#### Document

■ ■ ■ ■

L’UE sous pression pour désamorcer une colère « multifactorielle »

Lancement jeudi par Bruxelles d’un « dialogue stratégique » aux contours flous avec les agriculteurs.

L’UE sous pression pour désamorcer une colère « multifactorielle »

Les agriculteurs poursuivent leurs actions en France, un mouvement endeuillé par la mort d’une femme renversée par une voiture sur un barrage, le 23 janvier 2024. Christophe Archambault/AFP

Importations d’Ukraine, coût du carburant, normes écologiques... À quelques mois des élections de juin, les ministres de l’Agriculture de l’UE appellent à répondre à une colère des agriculteurs aux causes très diverses, avant le lancement jeudi par Bruxelles d’un « dialogue stratégique » aux contours flous avec le secteur.

« La colère des agriculteurs est multifactorielle, ce n’est pas nécessairement pour les mêmes raisons qu’ils manifestent d’un pays à l’autre » mais, au niveau européen, leurs préoccupations « doivent être mieux prises en compte », a averti le ministre belge David Clarinval, dont le pays occupe la présidence tournante de l’UE.

« Leur travail n’est peut-être pas suffisamment reconnu. Ils peuvent avoir l’impression d’être sous pression constamment, avec beaucoup d’évolution des politiques ces dernières années », a ajouté en écho son homologue irlandais Charlie McConalogue.

Réunis à Bruxelles, les ministres des Vingt-Sept devaient discuter du « dialogue stratégique » proposé par la Commission européenne, qui réunira jeudi organisations du secteur agricole, de l’agroalimentaire, ONG et experts.

Confirmé seulement la semaine dernière, l’initiative avait été promise dès septembre par la présidente de l’exécutif européen Ursula von der Leyen, appelant à « moins de polarisation » autour du Pacte vert, vaste ensemble de législations environnementales.

« Initiative bienvenue, mais tardive », a réagi le COPA-COGECA, l’organisation des syndicats agricoles majoritaires européens.

■ ■ ■ ■

#### Données enregistrées

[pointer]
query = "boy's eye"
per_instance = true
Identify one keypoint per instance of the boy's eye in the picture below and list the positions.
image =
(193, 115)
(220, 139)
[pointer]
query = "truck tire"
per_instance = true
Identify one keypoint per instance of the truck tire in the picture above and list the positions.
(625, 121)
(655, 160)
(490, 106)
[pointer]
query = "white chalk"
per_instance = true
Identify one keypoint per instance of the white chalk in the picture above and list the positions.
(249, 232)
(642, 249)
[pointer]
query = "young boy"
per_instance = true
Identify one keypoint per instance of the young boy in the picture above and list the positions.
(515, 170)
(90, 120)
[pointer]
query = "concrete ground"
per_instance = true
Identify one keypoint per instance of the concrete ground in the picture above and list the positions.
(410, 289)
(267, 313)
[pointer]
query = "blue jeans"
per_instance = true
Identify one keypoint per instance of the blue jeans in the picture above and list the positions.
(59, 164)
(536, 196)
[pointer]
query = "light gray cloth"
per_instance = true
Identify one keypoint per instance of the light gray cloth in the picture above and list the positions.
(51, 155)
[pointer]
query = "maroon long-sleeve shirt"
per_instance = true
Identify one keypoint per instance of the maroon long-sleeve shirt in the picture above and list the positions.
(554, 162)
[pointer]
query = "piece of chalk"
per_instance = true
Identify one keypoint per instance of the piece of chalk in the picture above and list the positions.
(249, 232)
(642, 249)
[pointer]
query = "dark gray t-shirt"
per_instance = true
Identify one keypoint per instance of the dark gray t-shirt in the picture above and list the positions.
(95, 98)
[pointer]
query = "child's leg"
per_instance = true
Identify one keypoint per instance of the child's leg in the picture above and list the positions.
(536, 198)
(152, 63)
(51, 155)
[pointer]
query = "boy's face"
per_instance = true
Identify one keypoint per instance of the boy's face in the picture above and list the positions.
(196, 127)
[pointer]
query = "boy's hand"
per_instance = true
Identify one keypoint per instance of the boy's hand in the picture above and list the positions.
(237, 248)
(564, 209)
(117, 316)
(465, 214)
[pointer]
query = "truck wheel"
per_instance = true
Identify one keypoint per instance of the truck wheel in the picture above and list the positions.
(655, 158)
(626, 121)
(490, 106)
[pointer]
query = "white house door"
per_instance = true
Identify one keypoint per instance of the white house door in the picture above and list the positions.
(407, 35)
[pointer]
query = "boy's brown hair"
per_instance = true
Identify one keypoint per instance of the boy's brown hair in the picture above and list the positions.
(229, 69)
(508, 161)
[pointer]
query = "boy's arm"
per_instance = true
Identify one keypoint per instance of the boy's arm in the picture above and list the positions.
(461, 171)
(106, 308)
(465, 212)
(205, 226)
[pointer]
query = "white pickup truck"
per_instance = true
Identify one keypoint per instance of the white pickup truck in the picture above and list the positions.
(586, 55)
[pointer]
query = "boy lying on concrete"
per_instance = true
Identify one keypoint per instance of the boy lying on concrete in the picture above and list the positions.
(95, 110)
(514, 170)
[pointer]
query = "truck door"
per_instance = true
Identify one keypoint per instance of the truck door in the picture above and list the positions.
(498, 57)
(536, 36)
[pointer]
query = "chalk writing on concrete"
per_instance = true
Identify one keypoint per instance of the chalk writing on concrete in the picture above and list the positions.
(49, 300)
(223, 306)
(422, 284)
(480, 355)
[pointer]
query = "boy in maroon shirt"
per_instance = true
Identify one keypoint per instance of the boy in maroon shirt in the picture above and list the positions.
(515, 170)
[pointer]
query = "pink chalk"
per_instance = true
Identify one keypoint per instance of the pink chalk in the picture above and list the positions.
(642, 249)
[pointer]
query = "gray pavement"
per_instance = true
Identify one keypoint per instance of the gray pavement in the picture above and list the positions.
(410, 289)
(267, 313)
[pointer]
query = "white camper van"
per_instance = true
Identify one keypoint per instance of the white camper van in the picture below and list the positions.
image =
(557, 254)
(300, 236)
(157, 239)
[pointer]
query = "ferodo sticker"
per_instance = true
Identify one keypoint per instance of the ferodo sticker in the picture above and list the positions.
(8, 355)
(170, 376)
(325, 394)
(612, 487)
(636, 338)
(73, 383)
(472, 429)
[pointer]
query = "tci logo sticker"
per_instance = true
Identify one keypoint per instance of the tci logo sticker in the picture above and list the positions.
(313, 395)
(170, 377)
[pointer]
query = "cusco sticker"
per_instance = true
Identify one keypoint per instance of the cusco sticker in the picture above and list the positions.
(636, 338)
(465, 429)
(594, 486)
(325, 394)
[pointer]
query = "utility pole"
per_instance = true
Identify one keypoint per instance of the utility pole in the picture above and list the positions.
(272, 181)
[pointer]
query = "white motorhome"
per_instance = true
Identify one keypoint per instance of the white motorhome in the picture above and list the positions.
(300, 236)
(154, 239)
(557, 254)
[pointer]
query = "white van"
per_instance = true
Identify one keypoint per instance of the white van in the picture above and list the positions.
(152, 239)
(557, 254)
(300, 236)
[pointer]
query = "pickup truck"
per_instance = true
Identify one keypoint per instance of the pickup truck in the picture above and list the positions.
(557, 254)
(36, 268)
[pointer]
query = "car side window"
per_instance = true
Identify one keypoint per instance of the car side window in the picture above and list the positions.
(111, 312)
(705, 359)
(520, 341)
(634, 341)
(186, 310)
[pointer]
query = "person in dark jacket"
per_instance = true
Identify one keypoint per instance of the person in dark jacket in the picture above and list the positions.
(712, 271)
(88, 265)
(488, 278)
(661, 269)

■ ■ ■ ■

#### Tâches à réaliser
(1) D’après l’article sur la colère des agriculteurs, quelle organisation a qualifié le « dialogue stratégique » d’« Initiative bienvenue, mais tardive » ?
(2) Montrez chaque ligne des enregistrements qui contient le mot "maroon". La casse doit être respectée.

#### Réponses complètes
(1) Le COPA-COGECA, l’organisation des syndicats agricoles majoritaires européens.

(2)
query = "maroon long-sleeve shirt"
Identify one keypoint per instance of the maroon long-sleeve shirt in the picture above and list the positions.
query = "boy in maroon shirt"
Identify one keypoint per instance of the boy in maroon shirt in the picture above and list the positions.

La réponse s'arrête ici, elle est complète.